- [Problem requirements]: Return the lines from the start of the data through the line with "[[336, 276], [80, 291], [427, 102], [60, 236]]". Include both of those lines and no others.

- [Data supplied]:
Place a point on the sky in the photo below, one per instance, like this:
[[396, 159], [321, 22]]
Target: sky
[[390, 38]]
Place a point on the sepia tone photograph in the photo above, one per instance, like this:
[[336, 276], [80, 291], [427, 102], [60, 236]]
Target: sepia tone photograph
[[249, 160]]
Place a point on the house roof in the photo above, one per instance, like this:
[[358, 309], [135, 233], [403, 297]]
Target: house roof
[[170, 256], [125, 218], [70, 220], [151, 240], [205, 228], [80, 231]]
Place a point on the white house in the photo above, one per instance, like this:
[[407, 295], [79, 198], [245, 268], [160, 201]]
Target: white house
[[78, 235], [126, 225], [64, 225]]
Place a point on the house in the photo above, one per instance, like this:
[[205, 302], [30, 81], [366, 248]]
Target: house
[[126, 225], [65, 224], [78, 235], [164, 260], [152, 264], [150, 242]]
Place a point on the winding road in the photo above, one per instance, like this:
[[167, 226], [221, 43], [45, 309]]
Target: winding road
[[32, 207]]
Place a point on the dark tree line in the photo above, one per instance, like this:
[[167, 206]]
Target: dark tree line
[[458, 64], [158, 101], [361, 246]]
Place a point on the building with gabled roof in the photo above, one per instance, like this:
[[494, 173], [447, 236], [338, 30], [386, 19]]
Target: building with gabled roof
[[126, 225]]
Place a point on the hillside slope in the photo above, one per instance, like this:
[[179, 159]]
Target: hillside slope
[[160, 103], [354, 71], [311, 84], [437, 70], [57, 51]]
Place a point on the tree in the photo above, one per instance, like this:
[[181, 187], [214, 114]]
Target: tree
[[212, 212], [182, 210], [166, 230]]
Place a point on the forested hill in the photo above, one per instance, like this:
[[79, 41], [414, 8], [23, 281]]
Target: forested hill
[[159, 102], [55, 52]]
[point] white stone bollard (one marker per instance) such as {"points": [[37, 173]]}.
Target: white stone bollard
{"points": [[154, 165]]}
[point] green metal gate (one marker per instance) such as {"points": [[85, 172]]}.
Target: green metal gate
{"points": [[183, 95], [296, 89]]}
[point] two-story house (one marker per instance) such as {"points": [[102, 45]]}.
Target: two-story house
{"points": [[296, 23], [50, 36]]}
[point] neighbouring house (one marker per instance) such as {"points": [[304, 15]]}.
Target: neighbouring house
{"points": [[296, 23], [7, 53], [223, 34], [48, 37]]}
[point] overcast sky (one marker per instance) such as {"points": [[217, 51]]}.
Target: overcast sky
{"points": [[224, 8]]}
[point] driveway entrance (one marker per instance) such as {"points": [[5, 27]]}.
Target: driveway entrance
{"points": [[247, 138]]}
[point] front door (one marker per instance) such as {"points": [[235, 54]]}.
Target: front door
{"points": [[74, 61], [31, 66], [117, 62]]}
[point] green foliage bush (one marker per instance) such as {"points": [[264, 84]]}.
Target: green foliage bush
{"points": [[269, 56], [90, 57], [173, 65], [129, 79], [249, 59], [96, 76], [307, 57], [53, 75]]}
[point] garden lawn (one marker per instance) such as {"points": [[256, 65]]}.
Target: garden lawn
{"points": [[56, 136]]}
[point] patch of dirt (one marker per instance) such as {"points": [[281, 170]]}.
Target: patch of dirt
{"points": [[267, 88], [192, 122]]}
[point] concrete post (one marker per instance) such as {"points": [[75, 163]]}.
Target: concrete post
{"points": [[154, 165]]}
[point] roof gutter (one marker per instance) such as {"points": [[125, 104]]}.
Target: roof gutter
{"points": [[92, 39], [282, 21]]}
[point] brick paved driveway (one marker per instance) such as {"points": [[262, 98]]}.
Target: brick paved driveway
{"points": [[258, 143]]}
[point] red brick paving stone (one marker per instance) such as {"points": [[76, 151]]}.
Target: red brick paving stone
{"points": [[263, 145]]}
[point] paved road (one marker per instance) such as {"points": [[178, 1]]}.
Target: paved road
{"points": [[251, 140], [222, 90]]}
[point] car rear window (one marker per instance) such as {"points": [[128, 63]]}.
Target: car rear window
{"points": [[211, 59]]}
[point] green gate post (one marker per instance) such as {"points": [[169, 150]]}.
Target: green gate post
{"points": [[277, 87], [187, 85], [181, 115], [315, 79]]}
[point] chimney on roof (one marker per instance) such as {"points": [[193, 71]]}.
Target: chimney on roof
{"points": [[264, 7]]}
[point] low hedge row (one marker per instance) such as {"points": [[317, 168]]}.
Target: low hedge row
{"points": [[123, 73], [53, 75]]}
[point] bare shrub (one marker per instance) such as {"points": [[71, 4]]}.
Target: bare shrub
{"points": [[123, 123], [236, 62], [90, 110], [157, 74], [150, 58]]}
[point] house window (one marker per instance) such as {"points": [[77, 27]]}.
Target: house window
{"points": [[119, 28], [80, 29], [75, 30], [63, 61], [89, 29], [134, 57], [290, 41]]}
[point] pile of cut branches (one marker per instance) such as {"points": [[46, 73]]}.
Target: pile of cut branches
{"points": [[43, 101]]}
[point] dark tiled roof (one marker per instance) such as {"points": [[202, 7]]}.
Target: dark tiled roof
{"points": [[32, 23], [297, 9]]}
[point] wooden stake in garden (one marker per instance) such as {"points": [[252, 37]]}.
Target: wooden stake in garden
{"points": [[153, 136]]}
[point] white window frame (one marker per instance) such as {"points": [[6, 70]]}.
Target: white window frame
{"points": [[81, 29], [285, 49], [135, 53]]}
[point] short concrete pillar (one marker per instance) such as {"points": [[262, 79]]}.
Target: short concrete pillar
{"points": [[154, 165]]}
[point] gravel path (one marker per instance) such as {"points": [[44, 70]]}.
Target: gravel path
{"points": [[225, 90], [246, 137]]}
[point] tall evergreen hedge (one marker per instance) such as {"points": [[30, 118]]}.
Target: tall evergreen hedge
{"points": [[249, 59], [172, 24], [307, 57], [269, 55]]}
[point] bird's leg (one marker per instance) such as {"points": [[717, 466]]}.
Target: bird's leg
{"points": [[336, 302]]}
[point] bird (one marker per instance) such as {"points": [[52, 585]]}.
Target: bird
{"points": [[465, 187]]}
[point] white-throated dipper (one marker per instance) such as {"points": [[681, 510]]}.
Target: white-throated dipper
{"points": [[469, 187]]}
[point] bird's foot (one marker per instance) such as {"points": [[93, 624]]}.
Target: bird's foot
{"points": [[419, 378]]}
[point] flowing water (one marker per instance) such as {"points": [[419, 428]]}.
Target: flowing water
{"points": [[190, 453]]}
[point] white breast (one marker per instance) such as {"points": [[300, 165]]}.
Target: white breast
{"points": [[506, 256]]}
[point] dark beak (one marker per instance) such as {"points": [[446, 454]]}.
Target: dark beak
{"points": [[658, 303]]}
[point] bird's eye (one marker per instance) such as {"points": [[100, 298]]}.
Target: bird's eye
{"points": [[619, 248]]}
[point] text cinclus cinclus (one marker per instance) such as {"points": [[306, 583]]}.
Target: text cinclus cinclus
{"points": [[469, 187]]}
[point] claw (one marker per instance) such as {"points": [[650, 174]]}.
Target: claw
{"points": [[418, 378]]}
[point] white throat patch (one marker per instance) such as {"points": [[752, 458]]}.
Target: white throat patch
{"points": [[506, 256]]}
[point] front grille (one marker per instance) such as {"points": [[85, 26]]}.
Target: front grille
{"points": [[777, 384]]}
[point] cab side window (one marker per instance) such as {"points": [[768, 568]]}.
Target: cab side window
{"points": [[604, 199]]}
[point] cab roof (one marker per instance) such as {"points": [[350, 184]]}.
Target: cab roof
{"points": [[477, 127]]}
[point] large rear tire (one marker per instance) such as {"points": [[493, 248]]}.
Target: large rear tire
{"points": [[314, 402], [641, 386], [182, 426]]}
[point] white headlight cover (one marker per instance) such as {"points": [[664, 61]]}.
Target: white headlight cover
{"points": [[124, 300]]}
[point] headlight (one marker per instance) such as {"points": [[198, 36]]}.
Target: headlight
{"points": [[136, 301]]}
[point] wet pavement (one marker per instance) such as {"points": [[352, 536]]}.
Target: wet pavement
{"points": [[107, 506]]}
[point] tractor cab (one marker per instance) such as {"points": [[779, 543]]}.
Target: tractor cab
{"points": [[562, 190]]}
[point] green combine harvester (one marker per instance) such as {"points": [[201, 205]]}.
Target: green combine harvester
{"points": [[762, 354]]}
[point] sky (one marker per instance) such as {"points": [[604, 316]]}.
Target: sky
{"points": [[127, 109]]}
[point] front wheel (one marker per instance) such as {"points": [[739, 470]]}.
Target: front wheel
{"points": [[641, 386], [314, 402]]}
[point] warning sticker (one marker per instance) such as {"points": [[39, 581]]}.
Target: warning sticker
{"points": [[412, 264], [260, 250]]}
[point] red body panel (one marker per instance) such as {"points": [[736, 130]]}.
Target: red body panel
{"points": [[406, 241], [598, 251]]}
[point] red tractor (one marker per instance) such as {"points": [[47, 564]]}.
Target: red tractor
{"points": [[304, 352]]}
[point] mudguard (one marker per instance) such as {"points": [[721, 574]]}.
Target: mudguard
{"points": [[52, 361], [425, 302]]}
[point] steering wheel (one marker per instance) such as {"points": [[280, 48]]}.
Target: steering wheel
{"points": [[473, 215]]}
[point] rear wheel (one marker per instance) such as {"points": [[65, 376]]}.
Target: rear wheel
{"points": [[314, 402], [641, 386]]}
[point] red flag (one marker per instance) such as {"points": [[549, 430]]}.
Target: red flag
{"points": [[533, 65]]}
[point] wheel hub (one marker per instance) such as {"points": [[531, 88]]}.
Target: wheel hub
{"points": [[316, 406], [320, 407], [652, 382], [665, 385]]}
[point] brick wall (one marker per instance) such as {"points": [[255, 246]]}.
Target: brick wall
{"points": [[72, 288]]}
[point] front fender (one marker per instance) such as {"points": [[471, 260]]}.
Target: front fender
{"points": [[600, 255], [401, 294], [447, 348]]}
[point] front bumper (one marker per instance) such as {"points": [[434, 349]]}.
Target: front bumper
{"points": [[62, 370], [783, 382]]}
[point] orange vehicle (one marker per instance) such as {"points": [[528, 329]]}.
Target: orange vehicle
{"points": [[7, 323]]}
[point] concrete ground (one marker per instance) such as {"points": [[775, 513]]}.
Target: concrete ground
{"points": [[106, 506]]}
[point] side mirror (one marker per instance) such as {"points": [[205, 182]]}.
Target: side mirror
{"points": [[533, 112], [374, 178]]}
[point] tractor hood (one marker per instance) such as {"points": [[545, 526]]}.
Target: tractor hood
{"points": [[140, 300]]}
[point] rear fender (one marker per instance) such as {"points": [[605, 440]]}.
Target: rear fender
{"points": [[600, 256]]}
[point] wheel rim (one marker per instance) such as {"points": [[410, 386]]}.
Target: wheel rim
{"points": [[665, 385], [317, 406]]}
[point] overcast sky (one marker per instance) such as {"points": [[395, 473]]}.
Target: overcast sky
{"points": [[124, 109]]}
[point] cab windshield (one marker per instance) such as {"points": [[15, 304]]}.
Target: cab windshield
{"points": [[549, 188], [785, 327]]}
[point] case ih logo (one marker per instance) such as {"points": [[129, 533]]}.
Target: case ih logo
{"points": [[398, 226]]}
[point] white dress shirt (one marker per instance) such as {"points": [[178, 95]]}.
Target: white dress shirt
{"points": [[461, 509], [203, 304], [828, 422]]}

- [Response to the task]:
Place a point on the sky in the photo below, one per instance, like this:
[[396, 159], [321, 22]]
Target: sky
[[390, 38]]
Place a point on the sepia tone photograph in the photo above, one per instance, like this:
[[336, 276], [80, 291], [427, 102], [60, 236]]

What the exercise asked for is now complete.